• WORKING DATA:
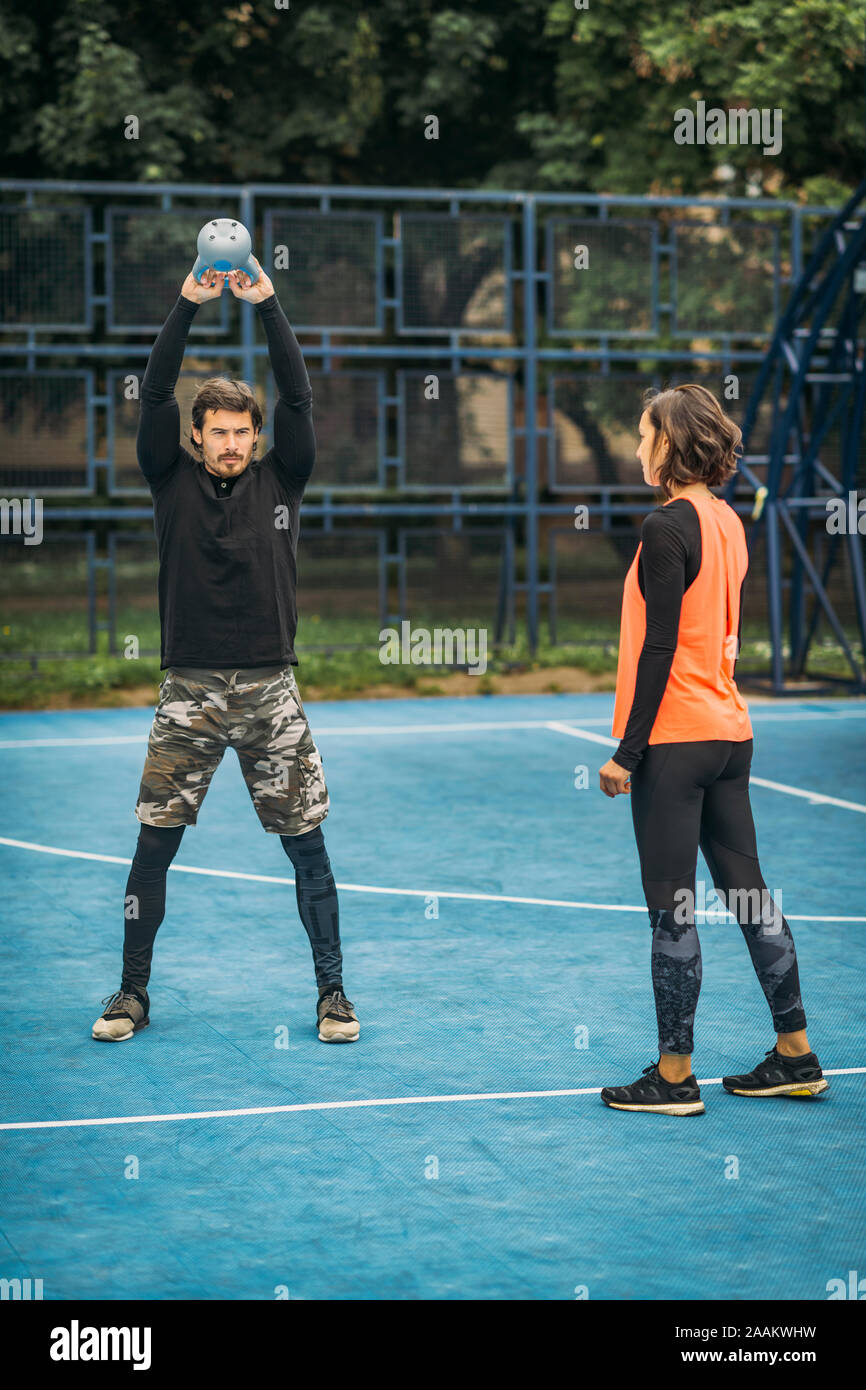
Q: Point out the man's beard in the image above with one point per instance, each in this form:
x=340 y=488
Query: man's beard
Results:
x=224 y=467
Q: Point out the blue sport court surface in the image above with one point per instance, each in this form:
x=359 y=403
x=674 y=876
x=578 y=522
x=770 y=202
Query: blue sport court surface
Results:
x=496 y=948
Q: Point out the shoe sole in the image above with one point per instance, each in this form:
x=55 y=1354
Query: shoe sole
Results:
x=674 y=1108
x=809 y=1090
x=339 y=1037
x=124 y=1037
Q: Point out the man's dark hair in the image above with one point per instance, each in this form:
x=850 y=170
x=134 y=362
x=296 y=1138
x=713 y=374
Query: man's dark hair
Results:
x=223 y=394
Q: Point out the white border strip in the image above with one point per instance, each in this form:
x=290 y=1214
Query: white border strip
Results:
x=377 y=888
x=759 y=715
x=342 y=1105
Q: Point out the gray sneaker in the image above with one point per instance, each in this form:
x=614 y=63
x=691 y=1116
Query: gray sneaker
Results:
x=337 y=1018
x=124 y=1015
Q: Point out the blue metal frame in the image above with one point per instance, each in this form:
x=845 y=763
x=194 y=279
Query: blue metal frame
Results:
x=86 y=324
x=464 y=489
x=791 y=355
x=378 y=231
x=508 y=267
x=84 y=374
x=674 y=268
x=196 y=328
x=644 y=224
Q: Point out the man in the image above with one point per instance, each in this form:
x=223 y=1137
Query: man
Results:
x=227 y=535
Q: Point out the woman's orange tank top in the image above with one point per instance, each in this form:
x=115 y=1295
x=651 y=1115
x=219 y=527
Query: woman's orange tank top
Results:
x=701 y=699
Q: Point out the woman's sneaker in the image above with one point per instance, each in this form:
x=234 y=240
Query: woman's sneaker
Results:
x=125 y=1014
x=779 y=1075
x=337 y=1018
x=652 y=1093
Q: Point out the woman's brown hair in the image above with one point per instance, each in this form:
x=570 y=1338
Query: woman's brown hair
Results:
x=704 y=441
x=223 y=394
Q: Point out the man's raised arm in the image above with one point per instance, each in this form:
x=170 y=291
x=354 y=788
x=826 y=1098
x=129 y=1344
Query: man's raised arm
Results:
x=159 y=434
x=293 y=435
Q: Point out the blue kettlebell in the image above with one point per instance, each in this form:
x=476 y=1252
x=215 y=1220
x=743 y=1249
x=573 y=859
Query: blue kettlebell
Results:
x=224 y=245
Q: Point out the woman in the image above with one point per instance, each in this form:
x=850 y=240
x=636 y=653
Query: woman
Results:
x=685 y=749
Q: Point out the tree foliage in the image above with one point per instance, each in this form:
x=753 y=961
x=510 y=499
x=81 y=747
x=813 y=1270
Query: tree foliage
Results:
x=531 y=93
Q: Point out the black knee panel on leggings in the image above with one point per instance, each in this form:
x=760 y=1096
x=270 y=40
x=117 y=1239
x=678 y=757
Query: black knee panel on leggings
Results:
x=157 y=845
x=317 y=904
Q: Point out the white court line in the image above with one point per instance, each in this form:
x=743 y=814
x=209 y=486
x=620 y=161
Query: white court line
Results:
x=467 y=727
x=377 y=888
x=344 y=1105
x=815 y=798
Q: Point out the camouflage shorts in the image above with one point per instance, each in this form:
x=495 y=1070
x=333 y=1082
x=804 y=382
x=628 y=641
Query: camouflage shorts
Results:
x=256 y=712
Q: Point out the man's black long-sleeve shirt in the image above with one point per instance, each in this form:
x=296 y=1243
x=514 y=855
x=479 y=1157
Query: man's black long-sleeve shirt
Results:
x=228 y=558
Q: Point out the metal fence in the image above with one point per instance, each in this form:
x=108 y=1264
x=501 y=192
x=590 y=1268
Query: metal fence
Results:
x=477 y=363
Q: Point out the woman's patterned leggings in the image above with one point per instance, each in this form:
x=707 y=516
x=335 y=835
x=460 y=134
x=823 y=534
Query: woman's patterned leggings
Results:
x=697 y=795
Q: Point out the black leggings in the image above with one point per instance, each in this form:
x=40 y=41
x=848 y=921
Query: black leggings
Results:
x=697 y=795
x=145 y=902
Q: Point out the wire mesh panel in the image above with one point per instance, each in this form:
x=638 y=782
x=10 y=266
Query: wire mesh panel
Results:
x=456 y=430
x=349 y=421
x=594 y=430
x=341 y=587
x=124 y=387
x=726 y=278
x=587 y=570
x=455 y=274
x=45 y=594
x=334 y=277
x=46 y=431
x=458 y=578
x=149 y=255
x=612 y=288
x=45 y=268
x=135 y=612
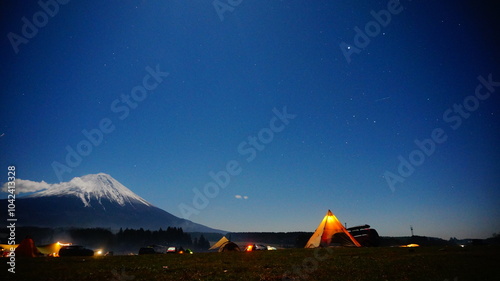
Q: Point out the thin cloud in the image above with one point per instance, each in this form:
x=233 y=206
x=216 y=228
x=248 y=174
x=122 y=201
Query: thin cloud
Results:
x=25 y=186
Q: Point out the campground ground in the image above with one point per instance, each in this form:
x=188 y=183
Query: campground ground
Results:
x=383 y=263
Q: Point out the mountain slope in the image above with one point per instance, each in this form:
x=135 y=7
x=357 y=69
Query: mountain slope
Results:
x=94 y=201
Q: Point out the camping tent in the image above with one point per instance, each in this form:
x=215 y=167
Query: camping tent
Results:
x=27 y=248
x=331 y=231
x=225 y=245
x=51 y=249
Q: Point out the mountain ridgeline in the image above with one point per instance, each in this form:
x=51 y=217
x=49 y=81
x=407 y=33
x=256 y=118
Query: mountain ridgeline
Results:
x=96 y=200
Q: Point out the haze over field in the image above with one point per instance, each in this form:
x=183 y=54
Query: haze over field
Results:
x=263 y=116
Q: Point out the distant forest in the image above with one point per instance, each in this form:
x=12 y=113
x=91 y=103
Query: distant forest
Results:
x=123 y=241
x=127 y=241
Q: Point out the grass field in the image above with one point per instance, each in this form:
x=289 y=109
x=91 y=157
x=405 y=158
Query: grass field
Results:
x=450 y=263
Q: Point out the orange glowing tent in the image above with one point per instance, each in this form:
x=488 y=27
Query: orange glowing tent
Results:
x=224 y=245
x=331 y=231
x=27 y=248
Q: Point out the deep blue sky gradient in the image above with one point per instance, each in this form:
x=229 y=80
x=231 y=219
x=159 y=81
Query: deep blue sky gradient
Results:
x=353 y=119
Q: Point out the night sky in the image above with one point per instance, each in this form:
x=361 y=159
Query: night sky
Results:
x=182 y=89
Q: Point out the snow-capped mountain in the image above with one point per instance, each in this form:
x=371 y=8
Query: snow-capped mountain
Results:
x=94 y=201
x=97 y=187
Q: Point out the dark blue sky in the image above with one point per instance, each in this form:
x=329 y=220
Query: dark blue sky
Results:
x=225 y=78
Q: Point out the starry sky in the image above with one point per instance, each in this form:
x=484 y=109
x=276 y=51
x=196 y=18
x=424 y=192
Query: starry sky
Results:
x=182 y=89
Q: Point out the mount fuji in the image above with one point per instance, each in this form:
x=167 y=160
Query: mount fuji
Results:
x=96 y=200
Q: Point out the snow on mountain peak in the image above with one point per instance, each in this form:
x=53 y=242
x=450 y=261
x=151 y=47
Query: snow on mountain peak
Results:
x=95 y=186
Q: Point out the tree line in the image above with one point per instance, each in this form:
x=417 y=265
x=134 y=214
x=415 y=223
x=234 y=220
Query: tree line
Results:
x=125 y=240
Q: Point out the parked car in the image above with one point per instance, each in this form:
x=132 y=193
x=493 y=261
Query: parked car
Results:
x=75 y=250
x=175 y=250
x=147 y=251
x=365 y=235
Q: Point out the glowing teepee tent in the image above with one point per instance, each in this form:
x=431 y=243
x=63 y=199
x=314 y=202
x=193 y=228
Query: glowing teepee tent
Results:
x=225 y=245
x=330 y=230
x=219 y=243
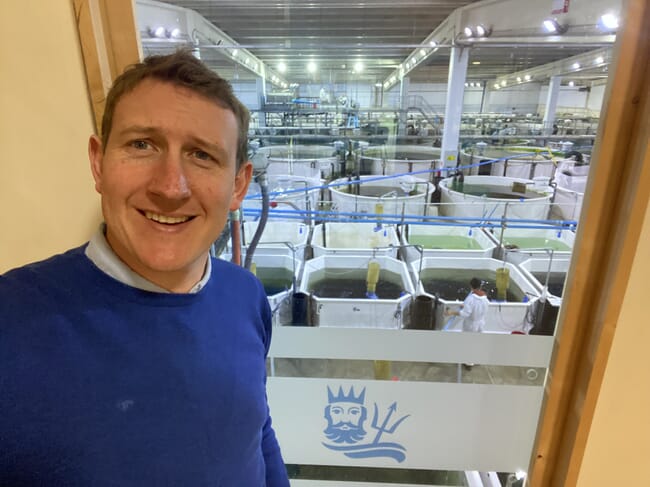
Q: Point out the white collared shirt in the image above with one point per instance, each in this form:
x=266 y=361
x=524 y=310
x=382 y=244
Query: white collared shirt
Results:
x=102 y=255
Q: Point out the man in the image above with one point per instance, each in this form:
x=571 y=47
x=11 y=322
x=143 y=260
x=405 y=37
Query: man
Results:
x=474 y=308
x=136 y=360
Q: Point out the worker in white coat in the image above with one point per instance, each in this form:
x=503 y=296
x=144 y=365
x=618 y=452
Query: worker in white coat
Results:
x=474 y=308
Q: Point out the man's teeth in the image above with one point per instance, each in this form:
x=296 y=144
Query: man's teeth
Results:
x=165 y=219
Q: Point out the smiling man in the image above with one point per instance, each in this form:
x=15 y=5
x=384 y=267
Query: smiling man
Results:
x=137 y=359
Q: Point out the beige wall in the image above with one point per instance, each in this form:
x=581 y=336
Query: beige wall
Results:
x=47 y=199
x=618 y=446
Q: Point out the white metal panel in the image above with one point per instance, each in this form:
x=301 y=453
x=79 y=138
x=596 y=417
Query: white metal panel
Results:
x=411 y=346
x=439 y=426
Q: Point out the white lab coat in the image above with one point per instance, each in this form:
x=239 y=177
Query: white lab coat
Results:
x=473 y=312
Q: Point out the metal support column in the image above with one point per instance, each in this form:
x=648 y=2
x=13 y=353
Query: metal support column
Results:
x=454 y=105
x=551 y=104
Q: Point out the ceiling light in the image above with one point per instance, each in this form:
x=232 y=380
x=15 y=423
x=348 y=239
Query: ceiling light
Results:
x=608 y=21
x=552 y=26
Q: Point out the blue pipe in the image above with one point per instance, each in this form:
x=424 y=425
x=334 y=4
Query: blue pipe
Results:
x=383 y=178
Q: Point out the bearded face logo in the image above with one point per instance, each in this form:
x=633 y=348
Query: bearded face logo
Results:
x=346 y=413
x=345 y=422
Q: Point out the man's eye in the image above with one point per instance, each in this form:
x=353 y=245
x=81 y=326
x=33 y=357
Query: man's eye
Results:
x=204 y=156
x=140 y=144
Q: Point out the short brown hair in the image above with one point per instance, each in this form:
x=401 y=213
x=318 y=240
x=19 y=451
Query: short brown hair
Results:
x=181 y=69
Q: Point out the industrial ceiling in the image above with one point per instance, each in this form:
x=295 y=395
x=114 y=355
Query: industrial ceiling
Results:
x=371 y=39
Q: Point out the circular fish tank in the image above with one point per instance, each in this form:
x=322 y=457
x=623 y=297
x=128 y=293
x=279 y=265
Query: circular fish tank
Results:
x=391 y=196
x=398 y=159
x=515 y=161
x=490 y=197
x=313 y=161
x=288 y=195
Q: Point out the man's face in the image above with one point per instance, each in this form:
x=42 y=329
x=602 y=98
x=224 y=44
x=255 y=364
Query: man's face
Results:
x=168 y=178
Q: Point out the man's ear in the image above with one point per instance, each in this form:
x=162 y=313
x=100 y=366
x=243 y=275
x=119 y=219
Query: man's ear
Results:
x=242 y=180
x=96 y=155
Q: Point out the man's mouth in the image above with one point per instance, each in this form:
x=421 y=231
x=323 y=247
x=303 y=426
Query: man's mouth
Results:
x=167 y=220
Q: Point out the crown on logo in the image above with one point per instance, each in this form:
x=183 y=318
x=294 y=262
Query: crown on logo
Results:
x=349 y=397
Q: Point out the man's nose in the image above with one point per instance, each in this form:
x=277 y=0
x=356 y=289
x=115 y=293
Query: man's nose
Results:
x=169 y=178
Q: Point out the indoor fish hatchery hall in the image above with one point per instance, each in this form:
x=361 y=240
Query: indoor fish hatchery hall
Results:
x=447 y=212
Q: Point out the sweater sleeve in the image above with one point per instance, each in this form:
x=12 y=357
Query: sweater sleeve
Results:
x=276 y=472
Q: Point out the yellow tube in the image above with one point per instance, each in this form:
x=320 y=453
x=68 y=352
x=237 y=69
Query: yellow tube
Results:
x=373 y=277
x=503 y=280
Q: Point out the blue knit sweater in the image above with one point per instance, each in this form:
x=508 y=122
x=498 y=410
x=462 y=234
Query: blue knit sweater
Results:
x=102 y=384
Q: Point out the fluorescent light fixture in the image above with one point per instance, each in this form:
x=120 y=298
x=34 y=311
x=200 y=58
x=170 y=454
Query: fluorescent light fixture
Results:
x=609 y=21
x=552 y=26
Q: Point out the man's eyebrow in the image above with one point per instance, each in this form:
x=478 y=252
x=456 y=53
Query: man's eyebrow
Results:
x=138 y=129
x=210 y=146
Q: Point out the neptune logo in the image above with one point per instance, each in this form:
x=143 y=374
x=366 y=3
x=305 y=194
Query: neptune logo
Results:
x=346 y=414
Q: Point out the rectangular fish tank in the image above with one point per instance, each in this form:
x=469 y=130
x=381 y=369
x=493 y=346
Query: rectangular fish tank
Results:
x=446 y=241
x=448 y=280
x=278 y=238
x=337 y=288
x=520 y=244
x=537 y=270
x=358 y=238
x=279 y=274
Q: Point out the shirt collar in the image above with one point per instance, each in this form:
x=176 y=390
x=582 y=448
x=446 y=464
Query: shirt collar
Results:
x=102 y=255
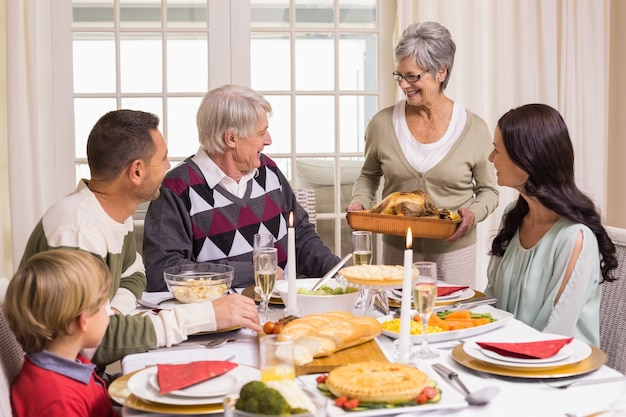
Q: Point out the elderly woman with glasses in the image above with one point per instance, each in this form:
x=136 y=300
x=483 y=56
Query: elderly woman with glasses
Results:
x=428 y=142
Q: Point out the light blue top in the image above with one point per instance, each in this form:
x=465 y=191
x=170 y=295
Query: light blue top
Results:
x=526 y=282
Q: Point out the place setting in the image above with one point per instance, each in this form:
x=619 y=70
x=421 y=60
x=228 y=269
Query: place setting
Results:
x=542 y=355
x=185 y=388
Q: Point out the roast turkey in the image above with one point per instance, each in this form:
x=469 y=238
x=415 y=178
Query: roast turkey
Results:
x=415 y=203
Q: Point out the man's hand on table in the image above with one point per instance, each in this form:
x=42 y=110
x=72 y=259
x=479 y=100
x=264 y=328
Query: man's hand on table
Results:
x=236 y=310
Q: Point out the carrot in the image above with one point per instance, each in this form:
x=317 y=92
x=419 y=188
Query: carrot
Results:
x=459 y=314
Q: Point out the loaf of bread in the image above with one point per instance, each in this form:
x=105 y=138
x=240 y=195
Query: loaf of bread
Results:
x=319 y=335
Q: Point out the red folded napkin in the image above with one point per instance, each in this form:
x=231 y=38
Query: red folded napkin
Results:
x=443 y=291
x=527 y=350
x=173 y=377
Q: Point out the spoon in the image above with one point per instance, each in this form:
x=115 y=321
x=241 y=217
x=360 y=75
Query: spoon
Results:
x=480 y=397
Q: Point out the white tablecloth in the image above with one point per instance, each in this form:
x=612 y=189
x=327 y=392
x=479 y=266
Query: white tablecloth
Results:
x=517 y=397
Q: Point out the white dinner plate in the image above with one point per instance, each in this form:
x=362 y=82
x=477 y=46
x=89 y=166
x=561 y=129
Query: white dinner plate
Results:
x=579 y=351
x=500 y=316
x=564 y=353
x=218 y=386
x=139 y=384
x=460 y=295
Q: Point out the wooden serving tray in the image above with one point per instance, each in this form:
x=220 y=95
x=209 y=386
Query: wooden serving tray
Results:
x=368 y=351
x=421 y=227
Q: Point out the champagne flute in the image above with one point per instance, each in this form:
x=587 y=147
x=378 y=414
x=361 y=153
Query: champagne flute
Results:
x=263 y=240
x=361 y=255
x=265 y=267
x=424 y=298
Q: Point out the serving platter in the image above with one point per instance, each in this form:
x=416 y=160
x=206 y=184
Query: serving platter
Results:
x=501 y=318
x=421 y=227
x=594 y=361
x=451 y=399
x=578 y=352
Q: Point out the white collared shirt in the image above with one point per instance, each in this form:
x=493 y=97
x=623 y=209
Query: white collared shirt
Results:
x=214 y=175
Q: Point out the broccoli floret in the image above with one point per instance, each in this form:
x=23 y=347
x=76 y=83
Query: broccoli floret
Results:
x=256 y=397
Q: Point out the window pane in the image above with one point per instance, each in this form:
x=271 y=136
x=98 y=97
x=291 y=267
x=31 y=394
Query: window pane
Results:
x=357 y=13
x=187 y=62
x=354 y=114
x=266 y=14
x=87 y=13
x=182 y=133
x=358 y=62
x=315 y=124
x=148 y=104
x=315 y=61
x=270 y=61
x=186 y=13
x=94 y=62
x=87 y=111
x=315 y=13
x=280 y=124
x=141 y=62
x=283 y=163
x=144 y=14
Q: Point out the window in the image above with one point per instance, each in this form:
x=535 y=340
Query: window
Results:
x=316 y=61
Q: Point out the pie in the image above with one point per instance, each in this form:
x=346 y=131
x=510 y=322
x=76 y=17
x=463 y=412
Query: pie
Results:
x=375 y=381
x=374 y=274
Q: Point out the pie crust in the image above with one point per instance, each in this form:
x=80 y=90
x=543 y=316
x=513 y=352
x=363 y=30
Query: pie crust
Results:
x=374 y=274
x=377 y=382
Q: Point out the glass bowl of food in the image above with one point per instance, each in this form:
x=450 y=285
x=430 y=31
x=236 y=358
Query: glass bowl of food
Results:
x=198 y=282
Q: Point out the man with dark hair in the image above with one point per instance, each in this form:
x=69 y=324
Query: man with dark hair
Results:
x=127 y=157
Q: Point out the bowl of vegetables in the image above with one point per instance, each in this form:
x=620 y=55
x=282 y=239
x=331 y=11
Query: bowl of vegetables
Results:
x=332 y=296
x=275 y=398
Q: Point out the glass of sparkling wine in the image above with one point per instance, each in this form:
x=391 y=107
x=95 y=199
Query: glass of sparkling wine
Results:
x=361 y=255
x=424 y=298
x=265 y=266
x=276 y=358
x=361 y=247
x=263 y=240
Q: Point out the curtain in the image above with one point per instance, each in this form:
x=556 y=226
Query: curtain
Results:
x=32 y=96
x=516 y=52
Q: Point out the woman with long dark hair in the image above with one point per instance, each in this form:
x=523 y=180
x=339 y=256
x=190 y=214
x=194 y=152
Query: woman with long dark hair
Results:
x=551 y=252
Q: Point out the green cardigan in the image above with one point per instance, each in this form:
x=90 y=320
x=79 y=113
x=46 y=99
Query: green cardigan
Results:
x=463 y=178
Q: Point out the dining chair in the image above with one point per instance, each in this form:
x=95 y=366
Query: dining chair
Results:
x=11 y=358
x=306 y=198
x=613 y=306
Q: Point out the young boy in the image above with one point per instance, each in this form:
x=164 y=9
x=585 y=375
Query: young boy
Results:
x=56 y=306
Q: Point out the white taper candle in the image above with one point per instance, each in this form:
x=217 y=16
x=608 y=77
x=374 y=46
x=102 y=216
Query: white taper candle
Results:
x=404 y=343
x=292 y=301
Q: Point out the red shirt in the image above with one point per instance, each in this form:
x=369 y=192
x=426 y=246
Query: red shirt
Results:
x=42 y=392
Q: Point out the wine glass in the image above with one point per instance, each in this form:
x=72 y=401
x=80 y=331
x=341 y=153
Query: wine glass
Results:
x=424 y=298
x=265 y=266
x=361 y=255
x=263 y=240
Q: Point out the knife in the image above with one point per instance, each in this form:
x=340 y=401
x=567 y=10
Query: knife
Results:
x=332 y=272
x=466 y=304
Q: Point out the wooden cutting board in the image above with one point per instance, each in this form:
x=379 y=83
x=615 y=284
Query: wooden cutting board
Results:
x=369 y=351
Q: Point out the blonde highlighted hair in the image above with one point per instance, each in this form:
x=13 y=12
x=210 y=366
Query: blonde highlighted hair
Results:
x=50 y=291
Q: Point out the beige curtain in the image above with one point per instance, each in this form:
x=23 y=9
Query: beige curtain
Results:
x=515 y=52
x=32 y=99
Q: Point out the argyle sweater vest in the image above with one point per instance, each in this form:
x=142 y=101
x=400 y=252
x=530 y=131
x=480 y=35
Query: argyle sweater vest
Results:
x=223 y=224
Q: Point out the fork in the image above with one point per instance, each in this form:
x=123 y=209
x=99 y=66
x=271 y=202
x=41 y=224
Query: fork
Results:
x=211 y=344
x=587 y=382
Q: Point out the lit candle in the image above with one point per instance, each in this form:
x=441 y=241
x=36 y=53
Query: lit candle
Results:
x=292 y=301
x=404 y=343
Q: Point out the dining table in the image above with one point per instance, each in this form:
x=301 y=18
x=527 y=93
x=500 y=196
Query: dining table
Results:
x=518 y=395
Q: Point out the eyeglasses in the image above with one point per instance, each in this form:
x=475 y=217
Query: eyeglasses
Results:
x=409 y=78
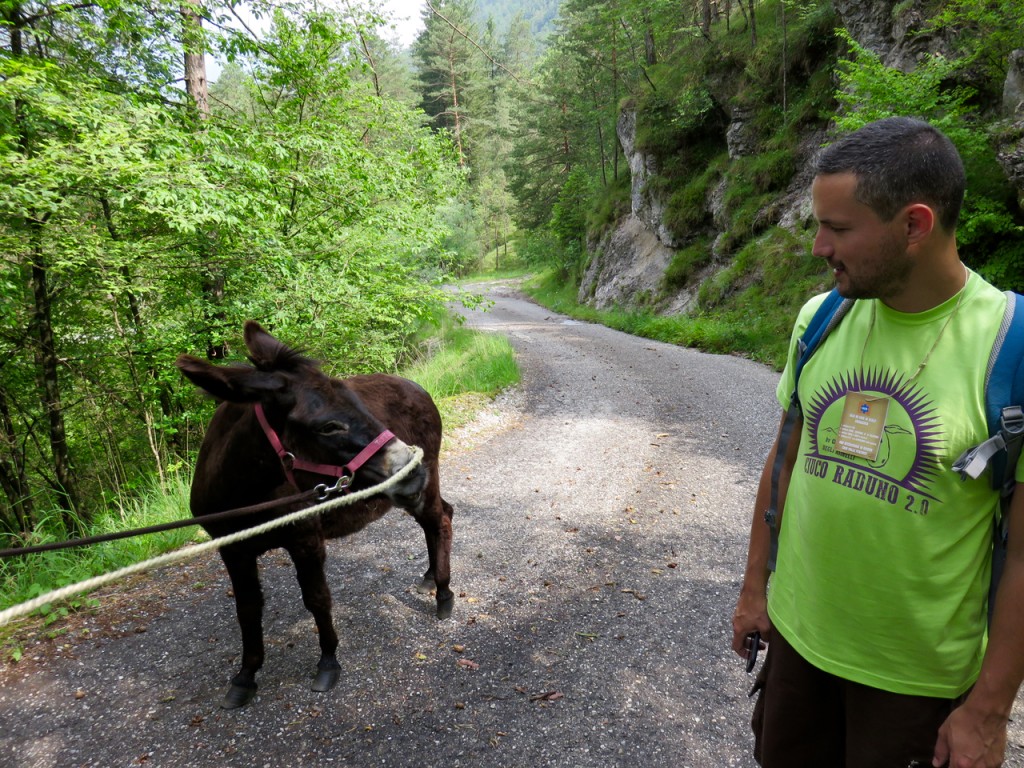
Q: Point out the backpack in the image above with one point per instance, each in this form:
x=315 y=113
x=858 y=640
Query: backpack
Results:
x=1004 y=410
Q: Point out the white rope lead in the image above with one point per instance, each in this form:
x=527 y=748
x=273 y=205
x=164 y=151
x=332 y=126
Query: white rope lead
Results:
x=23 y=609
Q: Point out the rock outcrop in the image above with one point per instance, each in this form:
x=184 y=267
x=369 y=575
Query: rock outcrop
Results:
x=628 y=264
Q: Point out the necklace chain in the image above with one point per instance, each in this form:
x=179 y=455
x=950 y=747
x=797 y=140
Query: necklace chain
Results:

• YOUR GOAL:
Rewrite the data beginning at the line containing "Q: Point out the grass" and going on through the line containing "x=125 y=240", changing "starry sky" to "star-filled sky" and leaving every other word untouched.

• ANSWER TO THE EXERCISE:
Q: Point out the grass field in the image above with one point per instance, each in this form:
x=289 y=109
x=91 y=157
x=405 y=158
Query: grass field
Results:
x=450 y=263
Q: Point out the orange glowing tent in the image above with one point per instance, each in this form:
x=488 y=27
Query: orange glowing tent
Results:
x=224 y=245
x=331 y=231
x=27 y=248
Q: Point out the deep blue sky gradient in the image above with one point per instance, each in this form:
x=229 y=80
x=231 y=219
x=159 y=81
Query: deep blue sky gradient
Results:
x=353 y=119
Q: Point out the night sky in the image above with one point per instance, each in this form:
x=361 y=159
Query: night sky
Results:
x=182 y=89
Q: Point out the snow-capped mountain in the image above with one point per instance, each in this form:
x=371 y=8
Query: snow-capped mountain
Results:
x=94 y=201
x=97 y=187
Q: Point out the dark blue sky in the image above with one point per instance, each in this form:
x=329 y=220
Query: dark blue sky
Results:
x=225 y=78
Q: Point out the star-filled sky in the image above with one point per instance, each in this form:
x=484 y=109
x=276 y=51
x=196 y=18
x=424 y=192
Query: star-filled sky
Results:
x=182 y=89
Q: Point out the mount fuji in the image above with one point per instance, each in this form:
x=167 y=160
Query: mount fuji
Results:
x=96 y=200
Q: Point out the snow on mountain peak in the image above with one point per instance, each in this form:
x=53 y=242
x=450 y=261
x=151 y=47
Query: snow on mountain peak
Results:
x=95 y=186
Q: Point out the tree line in the image above with one point per instance, each in this form:
x=417 y=265
x=134 y=214
x=415 y=223
x=234 y=220
Query: tree line
Results:
x=125 y=240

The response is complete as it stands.